### INPUT ROWS
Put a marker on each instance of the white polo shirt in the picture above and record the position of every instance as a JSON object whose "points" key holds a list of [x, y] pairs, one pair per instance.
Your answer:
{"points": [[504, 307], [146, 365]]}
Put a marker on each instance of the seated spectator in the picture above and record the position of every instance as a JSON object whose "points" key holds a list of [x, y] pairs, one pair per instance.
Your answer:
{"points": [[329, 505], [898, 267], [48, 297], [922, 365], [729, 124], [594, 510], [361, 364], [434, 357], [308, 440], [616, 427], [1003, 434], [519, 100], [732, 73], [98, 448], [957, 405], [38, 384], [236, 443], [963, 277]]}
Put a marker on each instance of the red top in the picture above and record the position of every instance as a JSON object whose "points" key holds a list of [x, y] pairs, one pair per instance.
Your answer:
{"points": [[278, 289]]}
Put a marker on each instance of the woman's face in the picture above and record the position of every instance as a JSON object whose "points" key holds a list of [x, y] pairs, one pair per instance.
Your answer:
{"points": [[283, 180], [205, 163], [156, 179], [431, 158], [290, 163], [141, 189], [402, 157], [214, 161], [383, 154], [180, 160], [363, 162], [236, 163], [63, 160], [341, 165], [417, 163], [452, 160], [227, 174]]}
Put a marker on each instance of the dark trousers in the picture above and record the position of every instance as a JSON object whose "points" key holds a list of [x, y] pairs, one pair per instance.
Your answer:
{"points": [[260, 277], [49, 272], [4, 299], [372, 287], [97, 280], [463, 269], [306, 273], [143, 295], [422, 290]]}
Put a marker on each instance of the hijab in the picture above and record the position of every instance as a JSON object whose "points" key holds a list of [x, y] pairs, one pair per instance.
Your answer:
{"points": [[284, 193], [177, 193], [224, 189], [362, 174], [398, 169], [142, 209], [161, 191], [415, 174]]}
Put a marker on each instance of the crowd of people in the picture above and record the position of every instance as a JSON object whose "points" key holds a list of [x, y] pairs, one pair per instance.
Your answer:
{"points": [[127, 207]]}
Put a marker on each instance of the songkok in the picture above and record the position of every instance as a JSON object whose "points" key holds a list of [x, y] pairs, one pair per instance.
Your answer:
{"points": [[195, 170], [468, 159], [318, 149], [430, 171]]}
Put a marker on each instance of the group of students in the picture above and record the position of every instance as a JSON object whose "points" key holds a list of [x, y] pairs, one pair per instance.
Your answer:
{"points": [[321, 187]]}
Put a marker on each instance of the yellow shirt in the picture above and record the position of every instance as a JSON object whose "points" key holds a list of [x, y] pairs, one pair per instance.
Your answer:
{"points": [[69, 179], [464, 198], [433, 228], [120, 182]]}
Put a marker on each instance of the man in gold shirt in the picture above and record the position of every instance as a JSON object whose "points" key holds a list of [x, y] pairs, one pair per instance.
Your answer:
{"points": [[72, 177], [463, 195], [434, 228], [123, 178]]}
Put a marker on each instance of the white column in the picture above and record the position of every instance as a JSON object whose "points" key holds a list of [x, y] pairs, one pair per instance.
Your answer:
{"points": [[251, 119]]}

### EXERCISE PROMPT
Could you rewrite all of the data above with "Put a marker on" replaced by "Place a dot on" wherever it occurs, keeping everything else identical?

### OUTPUT OF THE TASK
Place a dot on each instance of the white polo shirt in the picture above and record the position of every instance as a JSON object whose "points" key holds a list of [x, y] pairs, one pair per instance.
Your answer:
{"points": [[504, 307], [146, 365]]}
Place a dot on each instance of the seated spectator in the picture above and record the position of every instance as a JSON object whose "points" key holds a list of [x, y] pairs, one pair per instance.
Your answer:
{"points": [[329, 505], [898, 267], [48, 297], [922, 365], [729, 124], [594, 510], [361, 364], [434, 357], [308, 440], [616, 427], [1003, 434], [519, 100], [732, 73], [98, 448], [957, 405], [38, 384], [236, 443], [963, 277]]}
Place a dot on each instance of the red top in the picture above and record the position of every instance as a JSON object whose "points" key holds a list of [x, y] pairs, one pair per instance.
Your answer:
{"points": [[278, 289]]}
Place a dot on each instance of the woman's face in the picture above and record the position of every instance as a JSON object whose "points" key holds a list of [x, y] pairs, one pair per instance.
Your answer:
{"points": [[283, 180], [205, 163], [156, 179], [431, 158], [290, 163], [141, 189], [402, 157], [214, 161], [383, 154], [180, 160], [363, 162], [236, 163], [63, 160], [341, 165], [417, 163], [452, 160], [227, 174]]}
Place a dot on each instance of the dark trousers in the picture above and record the position of every instance as a JSON object whose "points" key holds a list of [x, y] pairs, one pair per instance.
Your answer:
{"points": [[260, 277], [49, 272], [4, 299], [372, 287], [97, 280], [463, 269], [306, 273], [143, 295], [422, 290]]}
Place a dot on each instance of the hijab in the picture above and record the position of every instance as a JSON object whose "points" key holds a list of [x, y] pairs, one pair per instance.
Your answer:
{"points": [[284, 193], [177, 193], [224, 189], [362, 174], [398, 169], [142, 209], [161, 191], [415, 174]]}
Place a dot on each instance of the crowd of people in the picture above and record the position of every instance as a JSON object whose "points" key holds a list of [x, y] pairs, one pair per instance.
Your answer:
{"points": [[127, 207]]}
Place a dot on each instance of the songkok in the picture above and record the position of every instance as a JSON object whose "points" key holds a list of [x, y] pairs, one pair per instance.
Your answer:
{"points": [[195, 170], [468, 159], [318, 149], [430, 171]]}
Place a dot on each instance of the group of students in the picture above and record the position of every instance as a JSON object whose "points" key holds a list of [x, y] pairs, one pair per instance.
Your answer:
{"points": [[321, 187]]}
Place a dot on each instance of the yellow shirt in the picture above and record the position of every instance as a JSON object whose "points" key holds a list of [x, y] pairs, one pair per instance.
Your answer:
{"points": [[69, 179], [464, 198], [433, 228], [120, 182]]}
Place a dot on each instance of the man in gold shirt in the picture above and record the position of every instance as a JSON object whose "points" key holds a list of [x, y] pairs, one pair per instance.
Your answer:
{"points": [[72, 177], [463, 195], [434, 228], [123, 178]]}
Place a dot on each instance of the white column in the picture above and record the position of every instance as a JSON object whose "points" key holds a list of [x, y] pairs, one pair per instance.
Your answer:
{"points": [[251, 119]]}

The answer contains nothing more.